Mübarek Ramazan ayını idrak etmeye, oruçlarımızı tutmaya çalıştık. Ve sonuna geldik; her güzel şey gibi, oruç ayı Ramazan da bir şekilde çabucak geçip gitti. Memleketimizin genelindeki Ramazan algısı -istisnaları hariç- aynen geçtiğimiz senelerde olduğu gibi hiç değişmeden, yani bütün rehaveti, ruhundan uzaklığı ve neyin geldiği ile neyin gittiğinin muhasebesi yapılmadan sürüp gidiverdi. “Eğlence” denildiğinde eğlenmenin gerçek mahiyeti unutulduğu için mübarek Ramazan ayı geldi diye bütün Ramazan’ı eğlenerek geçirmek de maalesef adi tarafıyla sürdürülen bir gelenek oldu. İnsanın dünyaya (kısa bir süreliğine eğlenmek-ibadet) için geldiğini hatırlarsak esasında “eğlenme”nin kötü bir yanı yok; fakat ne türlü eğlenebileceğini, ne türlü eğlenilmesi gerektiğinin kültürü yer etmemişse ortaya çıkan manzara memleketimizdeki “Ramazan eğlenceleri”ne dönüyor. Daha doğrusu, kendi kültür geleneğini kaybedince ortaya çapraşık vaziyetler çıkıyor. Mütefekkir Salih Mirzabeyoğlu’nun “Yağmurcu” eserinden kısa bir iktibas ile Barbaros Hayreddin Paşa’nın hatırâtı “Gazavât-ı Hayrettin Paşa”dan “eğlenme”ye dâir:
 
“Kıyıdaki hâli deryadan seyredip dehşete düştük... Baktım ki iş işten geçmiş, belâ deryası hadden aşmıştır. Hemen can başıma sıçradı. Teknelerden 300-400 bahadır gazi yiğitle beraber karaya çıkıp yetiştik. Dalkılıç, âteştâb olup, kâfir-i ebedileri öyle bir kırıştırdık ki, kıra kıra mel’unları kale kapısına dar soktuk. 300’den fazla kâfir-i bidînleri kılıçtan geçirip, 150 kadarını da diri tutup esir eyledik. Sonra 6 pâre kâfir teknesini de kıyıdan çıkarıp, kendi gemilerimizin yanına aldık. Kâfirler, bu gemileri bâri batıralım diye kaleden o kadar top attılar rast getiremediler.”

◆ **Veri kesiti**
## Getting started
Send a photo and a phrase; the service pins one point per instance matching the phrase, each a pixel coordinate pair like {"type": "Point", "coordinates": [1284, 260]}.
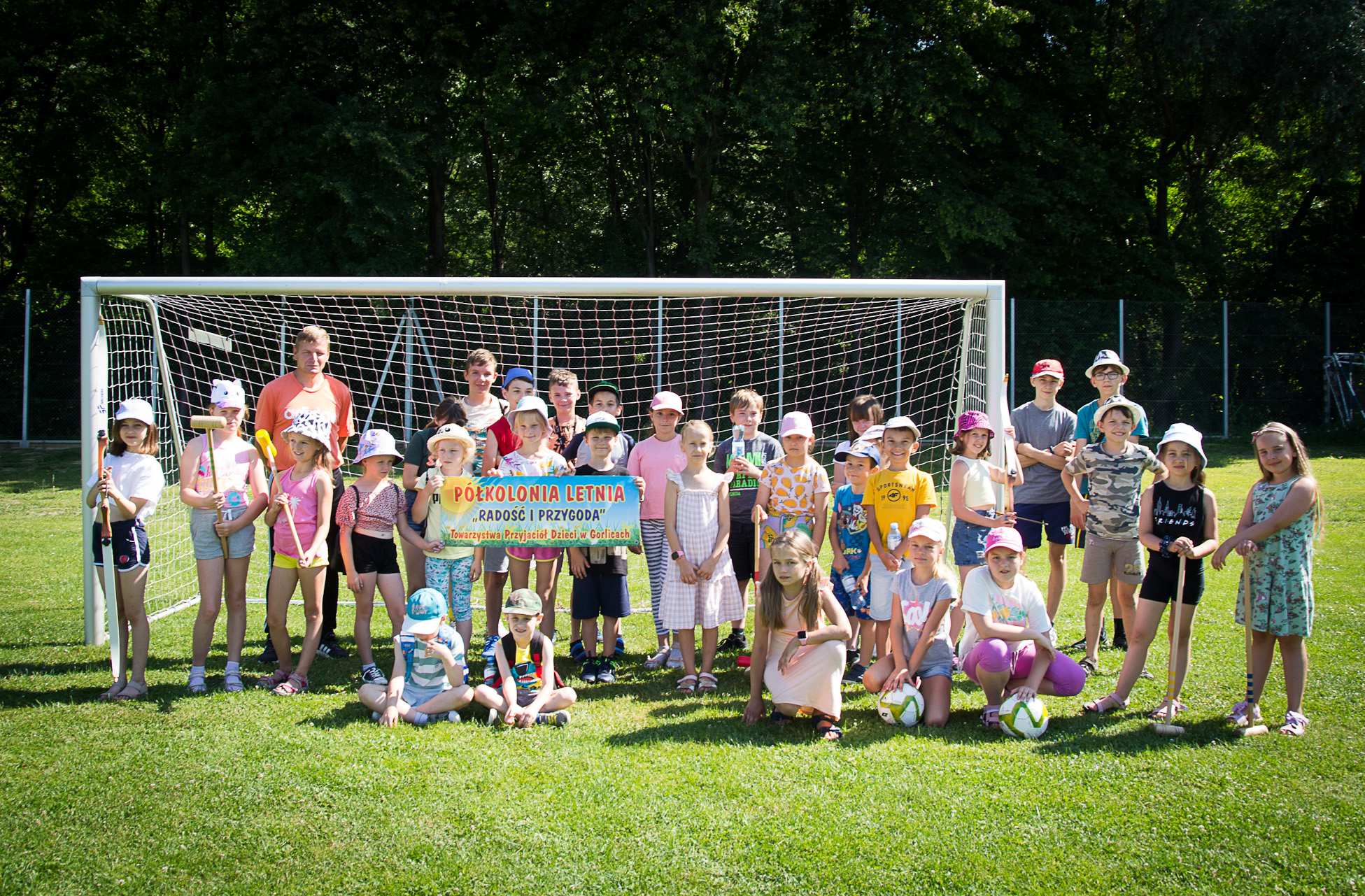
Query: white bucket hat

◆ **Görevleriniz**
**A)** Ramazan metnindeki Barbaros Hayreddin Paşa alıntısında geçen bütün sayıları yazınız. Her sayının neyi ifade ettiğini de yanına ekleyiniz.
**B)** Aşağıdaki ifadeler Ramazan metniyle uyuşuyor mu? Her biri için evet ya da hayır deyiniz ve kararınızı metinden aynen alınmış sözlerle gösteriniz.
(i) Yazara göre memleketteki Ramazan algısı geçmiş senelere göre değişmiştir.
(ii) Yazar, eğlenmenin kendi başına kötü olduğunu söyler.
(iii) Alıntıya göre kaleden atılan toplar gemilere isabet ettirilememiştir.

◆ **Çözümlü cevaplar**
**A)**
- 300-400: karaya çıkan bahadır gazi yiğitler
- 300'den fazla: kılıçtan geçirilen kâfirler
- 150 kadar: diri tutulup esir edilenler
- 6 pâre: kıyıdan çıkarılıp gemilerin yanına alınan kâfir tekneleri

**B)**
(i) Hayır: «aynen geçtiğimiz senelerde olduğu gibi hiç değişmeden»
(ii) Hayır: «esasında “eğlenme”nin kötü bir yanı yok»
(iii) Evet: «kaleden o kadar top attılar rast getiremediler»